One official informed that 80 per cent of the medical posts in Bundi are vacant.

A sub-centre in Laxmipura village in Talera block was locked. Enquiries revealed that the nurse-cum-midwife of the sub-centre was on maternity leave and had been absent for a month. A kilometre from the sub-centre, a quack doctor had a flourishing practice where he was preparing a syringe to inject ampicillin antibiotic to an 11-month-old infant for what looked like a case of flu.

Villagers near a public health centre (PHC) in Nainwa said that the in-charge of the hospital was hardly ever present. When I visited the place, a compounder was dealing with patients.

I also checked out an anganwadi meant for pre-school children. I found there were no kids there during school time. The accredited social health activist (ASHA) present there, who is supposed to take care of the nutritional needs of the children in her charge, was in a hurry to leave for some personal work. When asked if she was going to make the routine ten house calls to check on pregnant and lactating women, she said she wouldn’t because she had some other work.

### INPUT DATA

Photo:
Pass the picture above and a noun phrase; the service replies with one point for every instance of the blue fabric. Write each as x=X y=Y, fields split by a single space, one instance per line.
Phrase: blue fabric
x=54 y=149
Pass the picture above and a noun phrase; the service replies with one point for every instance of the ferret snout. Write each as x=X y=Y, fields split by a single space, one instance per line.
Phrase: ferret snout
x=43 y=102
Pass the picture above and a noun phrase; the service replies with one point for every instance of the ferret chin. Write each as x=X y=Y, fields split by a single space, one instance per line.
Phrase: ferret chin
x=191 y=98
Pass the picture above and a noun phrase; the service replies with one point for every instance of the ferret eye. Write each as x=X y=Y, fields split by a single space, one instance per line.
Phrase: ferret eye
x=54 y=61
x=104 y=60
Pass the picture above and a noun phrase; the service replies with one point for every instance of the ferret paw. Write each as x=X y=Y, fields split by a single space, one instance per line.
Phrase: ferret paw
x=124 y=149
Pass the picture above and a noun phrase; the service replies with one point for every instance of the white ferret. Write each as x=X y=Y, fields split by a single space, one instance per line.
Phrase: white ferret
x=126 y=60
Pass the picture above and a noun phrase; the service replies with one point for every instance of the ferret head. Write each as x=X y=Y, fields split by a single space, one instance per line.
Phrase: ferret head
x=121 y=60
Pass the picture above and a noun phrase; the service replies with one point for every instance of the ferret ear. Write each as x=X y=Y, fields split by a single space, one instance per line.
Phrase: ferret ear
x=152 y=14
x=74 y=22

### YOUR OBJECTIVE
In the passage on health services in Bundi, why was the sub-centre in Laxmipura village locked? Answer in one to three sentences. The data have no role in this task.

### EXERCISE RESULT
The sub-centre was locked because its nurse-cum-midwife was on maternity leave. She had been absent for a month.